Natural-language object grounding data
------------
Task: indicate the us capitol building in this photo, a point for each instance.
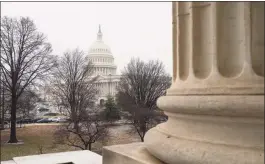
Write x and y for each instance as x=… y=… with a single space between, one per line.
x=104 y=67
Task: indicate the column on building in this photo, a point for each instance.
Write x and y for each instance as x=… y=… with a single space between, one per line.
x=216 y=102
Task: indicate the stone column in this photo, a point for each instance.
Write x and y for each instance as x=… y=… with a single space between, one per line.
x=216 y=102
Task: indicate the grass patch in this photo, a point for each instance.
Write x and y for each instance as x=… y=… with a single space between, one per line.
x=37 y=136
x=36 y=139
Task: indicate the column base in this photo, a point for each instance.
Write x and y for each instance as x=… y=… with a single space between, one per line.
x=134 y=153
x=209 y=129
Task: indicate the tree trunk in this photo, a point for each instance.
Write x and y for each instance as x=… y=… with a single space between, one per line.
x=3 y=109
x=142 y=138
x=89 y=146
x=3 y=116
x=13 y=136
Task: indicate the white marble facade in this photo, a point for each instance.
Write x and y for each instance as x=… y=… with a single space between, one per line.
x=100 y=55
------------
▶ TASK
Without any picture, return exactly the lines of the records above from the first through the line that contains "Task: indicate the grass".

▶ SOLVED PROBLEM
Task: indicate the us capitol building in this photo, a point for each instance.
Write x and y for each instance as x=… y=… with a single space between, one per line.
x=104 y=67
Task: indicate the column on building in this photo, a point for each instance.
Write x and y for each instance as x=… y=… with a single space between, one per line.
x=216 y=102
Task: indicate the stone column in this photo, a point for each instance.
Write x and y for each instance as x=… y=… with a single space between, one per line.
x=216 y=102
Task: indicate the grass patch in this photo, a point for each instance.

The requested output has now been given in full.